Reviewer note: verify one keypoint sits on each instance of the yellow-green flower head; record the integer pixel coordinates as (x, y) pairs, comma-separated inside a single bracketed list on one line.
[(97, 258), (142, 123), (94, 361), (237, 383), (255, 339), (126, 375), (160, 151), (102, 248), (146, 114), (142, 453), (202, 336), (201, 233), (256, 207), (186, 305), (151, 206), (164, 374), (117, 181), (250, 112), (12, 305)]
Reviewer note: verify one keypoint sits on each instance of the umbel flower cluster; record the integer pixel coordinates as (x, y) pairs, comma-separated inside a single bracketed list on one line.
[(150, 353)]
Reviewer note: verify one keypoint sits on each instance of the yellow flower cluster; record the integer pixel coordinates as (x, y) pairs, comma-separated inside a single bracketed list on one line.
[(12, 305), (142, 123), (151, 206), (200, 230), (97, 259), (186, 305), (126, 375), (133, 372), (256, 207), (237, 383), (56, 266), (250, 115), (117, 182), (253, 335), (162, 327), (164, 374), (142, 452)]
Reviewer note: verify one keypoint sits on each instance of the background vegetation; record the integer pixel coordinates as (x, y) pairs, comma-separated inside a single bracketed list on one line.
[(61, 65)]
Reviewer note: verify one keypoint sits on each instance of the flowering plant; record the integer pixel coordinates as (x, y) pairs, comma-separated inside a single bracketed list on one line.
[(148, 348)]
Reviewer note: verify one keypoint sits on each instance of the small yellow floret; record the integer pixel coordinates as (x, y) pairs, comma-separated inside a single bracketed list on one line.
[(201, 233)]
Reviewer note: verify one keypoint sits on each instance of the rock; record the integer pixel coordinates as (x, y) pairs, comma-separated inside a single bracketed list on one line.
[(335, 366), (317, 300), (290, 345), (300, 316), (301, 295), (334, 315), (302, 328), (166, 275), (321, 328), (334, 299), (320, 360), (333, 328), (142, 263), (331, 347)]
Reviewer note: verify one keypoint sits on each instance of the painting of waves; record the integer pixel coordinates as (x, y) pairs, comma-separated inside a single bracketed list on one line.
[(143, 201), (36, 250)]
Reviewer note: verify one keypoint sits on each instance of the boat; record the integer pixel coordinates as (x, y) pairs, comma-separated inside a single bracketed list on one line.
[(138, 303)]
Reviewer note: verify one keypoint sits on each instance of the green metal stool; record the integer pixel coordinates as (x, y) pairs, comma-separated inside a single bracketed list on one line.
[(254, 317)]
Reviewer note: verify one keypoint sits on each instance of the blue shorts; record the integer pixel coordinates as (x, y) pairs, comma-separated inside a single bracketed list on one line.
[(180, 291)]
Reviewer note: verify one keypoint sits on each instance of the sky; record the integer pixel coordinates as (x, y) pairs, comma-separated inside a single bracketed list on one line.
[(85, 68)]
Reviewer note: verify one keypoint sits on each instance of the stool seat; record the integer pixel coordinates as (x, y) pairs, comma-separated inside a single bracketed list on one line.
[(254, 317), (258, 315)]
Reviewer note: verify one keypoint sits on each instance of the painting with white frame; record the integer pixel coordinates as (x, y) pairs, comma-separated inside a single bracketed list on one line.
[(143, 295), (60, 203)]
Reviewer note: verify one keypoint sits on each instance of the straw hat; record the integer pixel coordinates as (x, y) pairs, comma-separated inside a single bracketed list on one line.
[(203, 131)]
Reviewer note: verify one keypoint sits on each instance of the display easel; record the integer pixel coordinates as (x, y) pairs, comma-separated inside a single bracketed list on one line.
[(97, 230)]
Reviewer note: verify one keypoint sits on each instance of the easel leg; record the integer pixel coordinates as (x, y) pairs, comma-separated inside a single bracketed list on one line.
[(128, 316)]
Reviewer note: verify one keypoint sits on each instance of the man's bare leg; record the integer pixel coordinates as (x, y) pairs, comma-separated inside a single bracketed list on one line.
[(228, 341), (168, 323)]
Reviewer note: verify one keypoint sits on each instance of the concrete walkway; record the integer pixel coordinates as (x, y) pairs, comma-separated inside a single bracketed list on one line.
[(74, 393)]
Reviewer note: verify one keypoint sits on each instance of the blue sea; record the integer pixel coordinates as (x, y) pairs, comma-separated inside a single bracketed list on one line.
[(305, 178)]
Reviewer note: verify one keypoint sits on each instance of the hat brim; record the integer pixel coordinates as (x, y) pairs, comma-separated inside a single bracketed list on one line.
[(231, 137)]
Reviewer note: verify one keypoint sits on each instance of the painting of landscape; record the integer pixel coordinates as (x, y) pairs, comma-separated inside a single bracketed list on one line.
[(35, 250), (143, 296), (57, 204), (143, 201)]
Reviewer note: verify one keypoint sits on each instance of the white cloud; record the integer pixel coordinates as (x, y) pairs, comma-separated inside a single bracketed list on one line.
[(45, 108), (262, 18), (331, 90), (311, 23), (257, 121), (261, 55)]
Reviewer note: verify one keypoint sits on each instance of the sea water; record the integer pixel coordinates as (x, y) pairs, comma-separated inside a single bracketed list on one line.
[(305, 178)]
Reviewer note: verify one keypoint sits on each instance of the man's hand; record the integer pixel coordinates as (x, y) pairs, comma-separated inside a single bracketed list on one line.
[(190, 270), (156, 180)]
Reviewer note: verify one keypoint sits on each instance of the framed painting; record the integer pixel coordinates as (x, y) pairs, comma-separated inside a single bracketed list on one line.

┄┄┄┄┄┄┄┄┄┄┄┄┄┄┄┄┄┄┄┄

* _Action item_
Restate every record exactly, leaving nothing out.

* _Completed exercise_
Reviewer note: verify one keypoint sits on each instance of the yellow-green flower head; record the integer pixel coordinates as (x, y) pairs, comma-separated inside a single bracketed list on one line.
[(97, 258), (142, 123), (94, 361), (237, 383), (255, 339), (126, 375), (160, 151), (102, 248), (146, 114), (142, 453), (202, 336), (201, 233), (256, 207), (186, 305), (151, 206), (164, 374), (117, 181), (250, 112), (12, 305)]
Reviewer note: verify one keypoint sits on each instance of the umbel flower cluster; record the integer pixel coordinates as (x, y) pairs, comma-separated inside a single bracketed list on one line.
[(150, 353)]
Reviewer note: verify one keypoint sits on each instance of the yellow flower cluster; record the integer pixel coordinates as (x, y) pairs, comma-separated inside a single bracketed list on one line.
[(12, 305), (142, 123), (151, 206), (200, 230), (97, 259), (186, 305), (126, 375), (133, 372), (256, 207), (237, 383), (56, 266), (250, 115), (117, 182), (253, 335), (162, 327), (164, 374), (142, 452)]
Reviewer note: verify one keypoint sits on each instance of the background vegetation; record the integer pixel coordinates as (x, y) pairs, comma-separated inside a single bracketed list on one line.
[(61, 65)]
Reviewer note: verify one keypoint sits on each instance of the flowering plant; record the integer pixel coordinates as (x, y) pairs, comma-separated inside a single bracketed list on one line.
[(148, 348)]
Reviewer note: verify one keypoint sits on each instance of the small yellow floret; record the integer pixel coordinates as (x, y) pairs, comma-separated inside a single bracketed list on one line.
[(201, 233)]
Reviewer note: verify one keypoint sits on each instance of the rock; record the integer pixel coordinates as (x, y) pairs, comma-separated inside a single bracketed list on one line.
[(335, 366), (317, 300), (290, 345), (300, 316), (301, 295), (334, 315), (302, 328), (166, 275), (321, 328), (334, 299), (320, 360), (333, 328), (142, 263), (331, 347)]
Reviewer note: verify one keypoint sits on each instance of the painting of waves; record the integer pixel coordinates as (x, y) pairs, comma-separated inside a single bracketed list on one line.
[(143, 201), (36, 250)]
Reviewer note: verify one keypoint sits on each instance of the boat; record the integer pixel coordinates as (x, y) pairs, comma-separated inside a single bracketed list on one line.
[(138, 303)]
Reviewer note: verify one keypoint sits on each instance of the green metal stool; record the integer pixel coordinates as (x, y) pairs, comma-separated inside a single bracketed list on one line.
[(254, 317)]
Reviewer note: verify one keypoint sits on each instance of the blue shorts; record the integer pixel coordinates as (x, y) pairs, comma-separated inside a single bracketed list on one line.
[(180, 291)]
Reviewer note: verify one keypoint sits on each instance of the sky; record the integer pixel coordinates as (x, y) pairs, comma-separated inside a single bracketed list on one line.
[(85, 68)]
Reviewer note: verify one keypoint sits on each instance of the stool seat; record the integer pixel coordinates as (x, y) pairs, comma-separated inside a single bracketed list on one line.
[(254, 317), (258, 315)]
Reviewer note: verify one keypoint sits on each instance of the painting with white frame; record the integer pixel coordinates as (x, y) pairs, comma-separated inside a single bracketed list on one line.
[(143, 295), (60, 203)]
Reviewer note: verify one keypoint sits on each instance of the straw hat; record the integer pixel coordinates as (x, y) pairs, comma-separated inside a single bracketed list on one line.
[(203, 131)]
Reviewer note: verify one keypoint sits on each instance of the display easel; record the integer pixel coordinates as (x, y) pairs, comma-separated inside a single bracketed list on one line.
[(97, 230)]
Reviewer note: verify one keypoint sits on each instance of the easel leg; record the integer pixel coordinates as (x, y) pairs, comma-separated inside a single bracketed list on one line.
[(128, 316)]
Reviewer note: verify one keypoint sits on each instance of the man's bare leg; record the integer pixel coordinates as (x, y) pairs, comma-separated inside a single bracketed list on one line.
[(228, 341), (168, 323)]
Reviewer note: verify one keypoint sits on each instance of the concrete walkway; record the integer pixel coordinates as (x, y) pairs, comma-separated inside a single bracketed list on one line.
[(74, 393)]
Reviewer note: verify one keypoint sits on each instance of the blue sea; record the integer pixel coordinates as (x, y) pairs, comma-separated inside a single bracketed list on one line.
[(305, 178)]
Reviewer note: verify one keypoint sits on each instance of the hat brim; record the integer pixel coordinates as (x, y) pairs, comma-separated inside a single bracketed list on one line.
[(231, 137)]
Reviewer note: verify one keypoint sits on each instance of the painting of landscape; record the integer pixel coordinates as (x, y) pairs, comma-separated inside a single bracketed list on one line.
[(35, 250), (143, 296), (57, 204), (143, 201)]
Reviewer note: verify one keypoint sits on each instance of the white cloud; record the integer pixel coordinates as (x, y) pairs, comma-separated inside a single bracketed list on one line.
[(45, 108), (262, 18), (331, 90), (311, 23), (257, 121), (261, 55)]
Reviewer note: verify one keypoint sits on each instance of the sea water; record the integer pixel coordinates as (x, y) pairs, comma-separated inside a single bracketed list on one line.
[(305, 178)]
Reviewer note: verify one keypoint sits on each instance of the man's hand; record the integer pixel coordinates as (x, y) pairs, comma-separated inside a single bracketed list on one line.
[(190, 270), (156, 180)]
Reviewer note: verify one keypoint sits on each instance of the framed painting; record the integer pixel coordinates as (x, y) pairs, comma-separated inside a single bracketed list on one line.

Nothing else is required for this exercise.